Render every line of the items below as a JSON list of strings, one string per line, omitting blank lines.

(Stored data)
** begin **

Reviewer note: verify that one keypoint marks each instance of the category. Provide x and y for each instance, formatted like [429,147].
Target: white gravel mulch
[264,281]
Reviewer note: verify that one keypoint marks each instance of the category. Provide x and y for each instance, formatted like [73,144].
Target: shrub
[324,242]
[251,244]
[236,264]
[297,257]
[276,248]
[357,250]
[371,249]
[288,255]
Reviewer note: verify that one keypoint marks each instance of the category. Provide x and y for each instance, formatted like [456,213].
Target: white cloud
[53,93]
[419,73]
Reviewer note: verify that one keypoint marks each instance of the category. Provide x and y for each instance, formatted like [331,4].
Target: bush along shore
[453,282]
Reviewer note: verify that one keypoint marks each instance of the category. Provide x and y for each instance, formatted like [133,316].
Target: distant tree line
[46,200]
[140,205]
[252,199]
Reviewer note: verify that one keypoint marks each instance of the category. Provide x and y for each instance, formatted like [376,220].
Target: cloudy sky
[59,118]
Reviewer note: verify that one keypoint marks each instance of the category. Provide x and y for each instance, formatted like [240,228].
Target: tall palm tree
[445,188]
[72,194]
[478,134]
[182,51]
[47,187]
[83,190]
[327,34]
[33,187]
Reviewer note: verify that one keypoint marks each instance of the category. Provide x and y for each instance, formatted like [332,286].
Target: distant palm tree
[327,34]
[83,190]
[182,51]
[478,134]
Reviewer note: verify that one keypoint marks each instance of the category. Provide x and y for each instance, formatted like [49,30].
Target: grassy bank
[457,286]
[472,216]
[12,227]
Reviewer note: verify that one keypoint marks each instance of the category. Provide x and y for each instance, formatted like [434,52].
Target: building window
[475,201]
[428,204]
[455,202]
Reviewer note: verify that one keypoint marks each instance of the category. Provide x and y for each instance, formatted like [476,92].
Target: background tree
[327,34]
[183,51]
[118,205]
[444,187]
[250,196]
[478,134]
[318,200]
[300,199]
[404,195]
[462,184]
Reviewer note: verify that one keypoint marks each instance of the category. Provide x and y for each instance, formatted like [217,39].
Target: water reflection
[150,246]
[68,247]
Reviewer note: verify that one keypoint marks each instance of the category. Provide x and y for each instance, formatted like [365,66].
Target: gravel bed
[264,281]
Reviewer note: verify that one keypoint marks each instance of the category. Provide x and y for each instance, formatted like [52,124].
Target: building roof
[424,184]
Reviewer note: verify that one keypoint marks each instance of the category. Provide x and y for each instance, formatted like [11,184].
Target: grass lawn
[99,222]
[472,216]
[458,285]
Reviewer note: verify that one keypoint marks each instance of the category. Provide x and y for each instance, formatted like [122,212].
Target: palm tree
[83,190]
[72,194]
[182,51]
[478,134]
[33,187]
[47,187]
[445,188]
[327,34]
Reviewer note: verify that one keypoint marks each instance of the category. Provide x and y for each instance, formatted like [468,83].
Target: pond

** end **

▶ _Right answer_
[
  "Reviewer note: verify that one keypoint marks each instance of the category. Provide x and y for each instance, formatted like [429,147].",
  "Target: white gravel mulch",
  "[264,281]",
  "Reviewer note: verify that one keypoint marks each instance of the category. Provide x and y for each instance, formatted like [73,144].",
  "Target: shrub",
  "[324,242]",
  "[251,244]",
  "[236,264]",
  "[297,257]",
  "[276,248]",
  "[357,250]",
  "[371,249]",
  "[288,255]",
  "Reviewer note: verify that one keypoint marks each instance of the category. Provide x and y for each instance, formatted like [456,213].",
  "Target: white cloud",
  "[53,93]",
  "[419,73]",
  "Reviewer note: verify that one keypoint marks each instance of the category. Provide x and y for each instance, formatted like [331,4].",
  "Target: bush along shore",
  "[453,282]",
  "Reviewer note: verify that one keypoint marks each instance of the category. Provide x and y for each instance, formatted like [133,316].",
  "Target: distant tree line",
  "[46,200]",
  "[140,205]",
  "[252,199]",
  "Reviewer note: verify that one keypoint marks each instance of the category. Provide x and y for each instance, formatted like [376,220].",
  "Target: cloudy sky",
  "[59,118]",
  "Reviewer note: verify that one keypoint marks each instance of the category. Provide x and y for each instance, formatted like [240,228].",
  "Target: tall palm tree",
  "[445,188]",
  "[72,194]",
  "[478,134]",
  "[182,51]",
  "[47,187]",
  "[83,190]",
  "[327,34]",
  "[33,187]",
  "Reviewer note: verify that one keypoint marks each instance of the category. Provide x and y for each instance, formatted like [332,286].",
  "Target: distant palm tree",
  "[327,34]",
  "[83,190]",
  "[182,51]",
  "[478,134]",
  "Reviewer note: verify that one keypoint marks each instance of the category. Provide x and y for each instance, formatted like [49,30].",
  "Target: grassy bank",
  "[457,286]",
  "[472,216]",
  "[12,227]",
  "Reviewer note: verify that one keypoint marks each instance of the category. Provide x and y for each instance, formatted like [434,52].",
  "Target: building window",
  "[475,201]",
  "[428,204]",
  "[455,202]",
  "Reviewer note: verify that one keypoint marks each instance of the category. Provide x and y for each instance, formatted like [476,92].",
  "Target: background tree",
  "[327,34]",
  "[183,51]",
  "[118,205]",
  "[444,187]",
  "[250,196]",
  "[478,134]",
  "[318,200]",
  "[300,199]",
  "[404,195]",
  "[462,184]",
  "Reviewer note: verify that one keypoint marks each instance of the category. Provide x and y for each instance, formatted like [217,39].",
  "Target: water reflection",
  "[150,246]",
  "[68,247]",
  "Reviewer note: verify that one keypoint marks each instance of the category. Provide x and y for each instance, formatted like [365,66].",
  "Target: gravel bed",
  "[264,281]",
  "Reviewer note: verify that one keypoint marks each instance of the category. Provide x and y for each instance, formatted like [52,124].",
  "Target: building roof",
  "[424,184]",
  "Reviewer note: verify that one keypoint marks each instance of the category. Provide x and y for each instance, formatted like [11,184].",
  "Target: grass lawn",
  "[99,222]",
  "[472,216]",
  "[458,285]",
  "Reviewer note: verify that one keypoint marks each instance of the category. Provide x and y for each instance, formatted like [122,212].",
  "Target: palm tree",
  "[83,190]",
  "[72,194]",
  "[182,51]",
  "[478,134]",
  "[33,187]",
  "[47,187]",
  "[445,188]",
  "[327,34]",
  "Reviewer note: verify that one keypoint marks each instance of the category. Provide x and y for each instance, formatted like [468,83].",
  "Target: pond"
]